> **What is being asked**
Write down exactly the lines from the one with "Indicate the bare shoulder" to the end of the data, first and last included, and no others.

> **Records supplied**
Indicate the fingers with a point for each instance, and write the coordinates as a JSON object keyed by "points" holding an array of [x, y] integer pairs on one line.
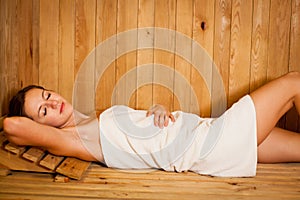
{"points": [[161, 116]]}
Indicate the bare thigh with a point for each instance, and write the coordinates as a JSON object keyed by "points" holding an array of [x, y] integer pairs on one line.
{"points": [[280, 146], [273, 100]]}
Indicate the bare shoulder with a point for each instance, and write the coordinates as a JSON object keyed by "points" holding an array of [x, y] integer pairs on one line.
{"points": [[26, 132]]}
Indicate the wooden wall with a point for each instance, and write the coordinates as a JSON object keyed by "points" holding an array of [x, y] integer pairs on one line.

> **Task answer**
Indicate the bare shoulder with a point for each instance, and write the coordinates as a JSON object keyed by "points" holding an array of [x, y] integer pairs on one line.
{"points": [[26, 132]]}
Indicate the wooden wall with a point for each instance, and write the coordinates as a JSON object keyed by "points" holding an array of [x, y] integer pairs on one line.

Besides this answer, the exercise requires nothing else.